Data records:

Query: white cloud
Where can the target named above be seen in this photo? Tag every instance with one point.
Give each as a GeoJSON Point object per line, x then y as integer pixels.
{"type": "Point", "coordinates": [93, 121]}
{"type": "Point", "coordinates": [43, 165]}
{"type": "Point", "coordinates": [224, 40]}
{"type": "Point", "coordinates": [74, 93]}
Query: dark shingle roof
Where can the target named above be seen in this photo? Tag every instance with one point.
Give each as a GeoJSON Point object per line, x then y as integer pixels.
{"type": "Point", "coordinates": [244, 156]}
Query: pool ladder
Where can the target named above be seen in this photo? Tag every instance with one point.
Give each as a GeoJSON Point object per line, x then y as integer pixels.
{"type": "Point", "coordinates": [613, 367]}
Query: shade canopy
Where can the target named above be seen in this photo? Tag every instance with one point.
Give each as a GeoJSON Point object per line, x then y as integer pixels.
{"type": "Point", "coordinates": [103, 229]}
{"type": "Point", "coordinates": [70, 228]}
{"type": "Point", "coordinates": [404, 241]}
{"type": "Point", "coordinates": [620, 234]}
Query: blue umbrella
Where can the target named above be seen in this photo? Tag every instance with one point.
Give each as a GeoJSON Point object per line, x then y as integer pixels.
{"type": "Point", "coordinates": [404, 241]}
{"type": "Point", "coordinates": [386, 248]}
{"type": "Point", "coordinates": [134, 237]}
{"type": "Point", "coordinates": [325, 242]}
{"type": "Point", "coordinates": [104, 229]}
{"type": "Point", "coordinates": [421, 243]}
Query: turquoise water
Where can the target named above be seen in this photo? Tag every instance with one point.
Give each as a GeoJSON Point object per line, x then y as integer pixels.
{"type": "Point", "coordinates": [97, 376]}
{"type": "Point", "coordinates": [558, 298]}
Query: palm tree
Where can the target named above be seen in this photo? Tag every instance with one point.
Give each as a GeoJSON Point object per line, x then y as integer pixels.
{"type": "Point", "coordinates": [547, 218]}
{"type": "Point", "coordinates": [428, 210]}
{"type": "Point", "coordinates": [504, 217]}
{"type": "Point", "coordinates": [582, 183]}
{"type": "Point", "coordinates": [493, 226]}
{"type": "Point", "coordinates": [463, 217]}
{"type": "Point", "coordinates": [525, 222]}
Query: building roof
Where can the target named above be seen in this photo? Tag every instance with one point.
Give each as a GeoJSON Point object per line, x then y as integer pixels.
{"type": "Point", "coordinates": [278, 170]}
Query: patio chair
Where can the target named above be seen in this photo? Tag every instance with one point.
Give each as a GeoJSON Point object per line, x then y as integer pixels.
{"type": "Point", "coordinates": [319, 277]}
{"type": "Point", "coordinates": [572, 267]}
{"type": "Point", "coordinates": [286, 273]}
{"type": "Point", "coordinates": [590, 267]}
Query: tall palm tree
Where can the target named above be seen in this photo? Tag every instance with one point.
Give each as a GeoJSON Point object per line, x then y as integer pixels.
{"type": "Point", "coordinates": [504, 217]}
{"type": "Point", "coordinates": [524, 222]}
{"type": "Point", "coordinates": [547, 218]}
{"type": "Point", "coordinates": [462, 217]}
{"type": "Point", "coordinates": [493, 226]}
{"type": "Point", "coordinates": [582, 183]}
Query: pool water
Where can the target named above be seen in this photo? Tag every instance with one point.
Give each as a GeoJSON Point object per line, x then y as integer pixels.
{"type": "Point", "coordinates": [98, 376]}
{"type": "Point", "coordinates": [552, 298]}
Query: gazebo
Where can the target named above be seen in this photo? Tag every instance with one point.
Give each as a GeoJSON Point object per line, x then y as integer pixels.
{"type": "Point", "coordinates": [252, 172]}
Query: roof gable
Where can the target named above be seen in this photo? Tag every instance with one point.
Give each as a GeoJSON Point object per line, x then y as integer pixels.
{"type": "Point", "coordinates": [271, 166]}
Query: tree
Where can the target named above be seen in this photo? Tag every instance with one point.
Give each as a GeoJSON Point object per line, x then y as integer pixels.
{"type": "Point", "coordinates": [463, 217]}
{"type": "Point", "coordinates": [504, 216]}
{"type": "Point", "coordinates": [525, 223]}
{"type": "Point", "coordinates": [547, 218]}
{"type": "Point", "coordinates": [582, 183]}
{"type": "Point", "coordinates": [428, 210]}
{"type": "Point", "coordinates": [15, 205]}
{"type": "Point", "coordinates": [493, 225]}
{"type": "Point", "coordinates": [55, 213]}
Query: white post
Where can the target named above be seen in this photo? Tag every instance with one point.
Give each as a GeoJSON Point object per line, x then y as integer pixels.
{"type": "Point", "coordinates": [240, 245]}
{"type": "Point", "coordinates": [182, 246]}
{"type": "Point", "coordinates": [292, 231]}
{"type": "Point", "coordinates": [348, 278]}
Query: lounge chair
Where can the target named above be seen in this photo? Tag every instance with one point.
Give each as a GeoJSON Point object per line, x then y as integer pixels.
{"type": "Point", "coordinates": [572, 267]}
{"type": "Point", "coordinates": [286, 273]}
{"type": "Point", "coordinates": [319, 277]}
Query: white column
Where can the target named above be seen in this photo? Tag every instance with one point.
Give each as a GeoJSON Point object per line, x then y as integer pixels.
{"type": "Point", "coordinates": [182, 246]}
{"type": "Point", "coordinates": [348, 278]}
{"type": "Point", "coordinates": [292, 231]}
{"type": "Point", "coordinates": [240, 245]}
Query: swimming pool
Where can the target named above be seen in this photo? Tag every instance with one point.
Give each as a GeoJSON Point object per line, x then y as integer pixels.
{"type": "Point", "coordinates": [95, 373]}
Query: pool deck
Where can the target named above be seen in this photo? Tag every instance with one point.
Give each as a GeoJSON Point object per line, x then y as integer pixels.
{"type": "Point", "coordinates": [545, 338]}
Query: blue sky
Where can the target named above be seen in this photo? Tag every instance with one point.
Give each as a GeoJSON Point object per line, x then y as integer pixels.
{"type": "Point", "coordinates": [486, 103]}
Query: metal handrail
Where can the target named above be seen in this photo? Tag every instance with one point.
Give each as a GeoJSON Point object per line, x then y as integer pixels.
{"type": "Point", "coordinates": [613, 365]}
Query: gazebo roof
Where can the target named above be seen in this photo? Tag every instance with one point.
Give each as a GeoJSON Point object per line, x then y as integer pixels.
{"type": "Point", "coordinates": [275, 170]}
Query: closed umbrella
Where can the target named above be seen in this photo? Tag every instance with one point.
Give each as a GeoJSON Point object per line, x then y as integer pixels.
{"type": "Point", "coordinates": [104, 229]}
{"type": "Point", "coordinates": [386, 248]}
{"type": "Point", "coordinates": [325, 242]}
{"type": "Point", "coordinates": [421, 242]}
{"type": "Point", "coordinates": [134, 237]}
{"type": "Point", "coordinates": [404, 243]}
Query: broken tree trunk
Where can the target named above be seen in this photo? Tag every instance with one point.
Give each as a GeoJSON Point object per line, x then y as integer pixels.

▸ **SET PROBLEM**: Return the entries above exactly as they appear.

▸ **COMPLETE OUTPUT**:
Query: white cloud
Where can the target named above be seen in this photo? Tag every instance with one point.
Give each as a GeoJSON Point object per line, x then y as integer pixels.
{"type": "Point", "coordinates": [93, 121]}
{"type": "Point", "coordinates": [43, 165]}
{"type": "Point", "coordinates": [224, 40]}
{"type": "Point", "coordinates": [74, 93]}
Query: dark shingle roof
Where can the target named above be seen in this photo? Tag every instance with one point.
Give each as a GeoJSON Point object per line, x then y as integer pixels.
{"type": "Point", "coordinates": [244, 156]}
Query: pool ladder
Where can the target named above be seen in this photo? Tag every instance with one point.
Give each as a GeoJSON Point object per line, x then y as integer pixels.
{"type": "Point", "coordinates": [613, 367]}
Query: shade canopy
Where can the target named above be seen in this photo? Tag every instance with one point.
Give each as a GeoJSON Point object per line, x then y as integer pixels.
{"type": "Point", "coordinates": [103, 229]}
{"type": "Point", "coordinates": [70, 228]}
{"type": "Point", "coordinates": [404, 241]}
{"type": "Point", "coordinates": [620, 234]}
Query: blue umbrella
Where can the target named above be seen in this photo? Tag every instance with one point.
Give each as a GeoJSON Point object per line, x then y as integer pixels.
{"type": "Point", "coordinates": [404, 241]}
{"type": "Point", "coordinates": [386, 248]}
{"type": "Point", "coordinates": [134, 237]}
{"type": "Point", "coordinates": [325, 242]}
{"type": "Point", "coordinates": [104, 229]}
{"type": "Point", "coordinates": [421, 243]}
Query: turquoise water
Where can the target named above be seen in this photo? Tag every instance with one point.
Give each as a GeoJSON Point object per line, x then y as integer pixels.
{"type": "Point", "coordinates": [97, 376]}
{"type": "Point", "coordinates": [558, 298]}
Query: palm tree
Where can the target named above be seen in this photo? Tag every instance with one point.
Give each as a GeoJSON Point object per line, x then y as integer pixels.
{"type": "Point", "coordinates": [547, 218]}
{"type": "Point", "coordinates": [428, 210]}
{"type": "Point", "coordinates": [504, 217]}
{"type": "Point", "coordinates": [582, 183]}
{"type": "Point", "coordinates": [493, 226]}
{"type": "Point", "coordinates": [463, 217]}
{"type": "Point", "coordinates": [525, 222]}
Query: building roof
Where can the target named above be seen in this photo? Tag every instance with one point.
Give each as a GeoJSON Point object per line, x then y as integer pixels.
{"type": "Point", "coordinates": [278, 170]}
Query: patio chair
Where can the target named above be seen in this photo? Tag every instance with one point.
Give each as a GeoJSON Point object per line, x then y as integer pixels.
{"type": "Point", "coordinates": [319, 277]}
{"type": "Point", "coordinates": [572, 267]}
{"type": "Point", "coordinates": [286, 273]}
{"type": "Point", "coordinates": [590, 267]}
Query: tall palm tree
Where can the target named above be seen in this photo? Tag every instance with one point.
Give each as a GeoJSON Point object per line, x then y as integer pixels.
{"type": "Point", "coordinates": [504, 217]}
{"type": "Point", "coordinates": [524, 222]}
{"type": "Point", "coordinates": [547, 218]}
{"type": "Point", "coordinates": [462, 217]}
{"type": "Point", "coordinates": [493, 226]}
{"type": "Point", "coordinates": [582, 183]}
Query: pool water
Where can the target named above be seen in this photo? Tag every instance with one point.
Give each as a GeoJSON Point object per line, x then y as integer pixels.
{"type": "Point", "coordinates": [98, 376]}
{"type": "Point", "coordinates": [552, 298]}
Query: gazebo
Where can the target named above be seen in this photo? Tag every instance with one point.
Give each as a GeoJSON Point object per line, x then y as integer pixels.
{"type": "Point", "coordinates": [252, 172]}
Query: roof gable
Where can the target named above be seen in this photo? Tag every instance with one point.
Give each as a GeoJSON Point object per line, x then y as integer pixels.
{"type": "Point", "coordinates": [271, 166]}
Query: tree
Where can the target named above be seen in this photo? Tag every instance with one point.
Give each as a GeoJSON Point object per line, x then y as integer pixels.
{"type": "Point", "coordinates": [463, 217]}
{"type": "Point", "coordinates": [504, 216]}
{"type": "Point", "coordinates": [525, 223]}
{"type": "Point", "coordinates": [547, 218]}
{"type": "Point", "coordinates": [582, 183]}
{"type": "Point", "coordinates": [428, 210]}
{"type": "Point", "coordinates": [15, 205]}
{"type": "Point", "coordinates": [493, 225]}
{"type": "Point", "coordinates": [55, 213]}
Query: white post
Where can the target named above be seen in this photo? Tag every instance with one point.
Give each as a GeoJSON Point object per line, x then y as integer pixels.
{"type": "Point", "coordinates": [240, 245]}
{"type": "Point", "coordinates": [182, 246]}
{"type": "Point", "coordinates": [292, 231]}
{"type": "Point", "coordinates": [348, 278]}
Query: lounge chair
Where can the target named above be seen in this photo? Tag every instance with one point.
Give each as a GeoJSON Point object per line, x then y as integer pixels.
{"type": "Point", "coordinates": [572, 267]}
{"type": "Point", "coordinates": [286, 273]}
{"type": "Point", "coordinates": [319, 277]}
Query: white column
Where can the target named above be seen in this photo? Tag every instance with one point.
Give each as a GeoJSON Point object per line, x then y as integer pixels.
{"type": "Point", "coordinates": [182, 246]}
{"type": "Point", "coordinates": [348, 278]}
{"type": "Point", "coordinates": [292, 231]}
{"type": "Point", "coordinates": [240, 245]}
Query: swimming pool
Where can the target named above be seen in this photo? Tag every instance with one point.
Give each as a GeoJSON Point object per line, x then y as integer pixels.
{"type": "Point", "coordinates": [95, 373]}
Query: pool deck
Where can the target named above be seen in this photo? Tag every instance with one point.
Give each as a GeoJSON Point object per line, x then y as integer pixels.
{"type": "Point", "coordinates": [545, 338]}
Query: blue sky
Where can the target named above be seen in this photo? Tag every instance with one point.
Give each as a GeoJSON Point object per line, x then y as integer pixels.
{"type": "Point", "coordinates": [486, 103]}
Query: metal handrail
Where can the target named above be seen in this photo? Tag every instance with one point.
Give each as a GeoJSON Point object per line, x then y as integer pixels.
{"type": "Point", "coordinates": [613, 365]}
Query: gazebo roof
Where can the target named above be seen in this photo? Tag every instance with one point.
Give each as a GeoJSON Point object per line, x then y as integer pixels.
{"type": "Point", "coordinates": [275, 170]}
Query: closed umbrella
Where can the target named above be seen in this photo? Tag every instance with one point.
Give each as a GeoJSON Point object per line, x then y as integer pixels.
{"type": "Point", "coordinates": [104, 229]}
{"type": "Point", "coordinates": [386, 248]}
{"type": "Point", "coordinates": [325, 242]}
{"type": "Point", "coordinates": [421, 242]}
{"type": "Point", "coordinates": [134, 237]}
{"type": "Point", "coordinates": [404, 243]}
Query: broken tree trunk
Where can the target named above be seen in this photo? Tag every instance with one point.
Give each as a GeoJSON Point object per line, x then y as integer pixels.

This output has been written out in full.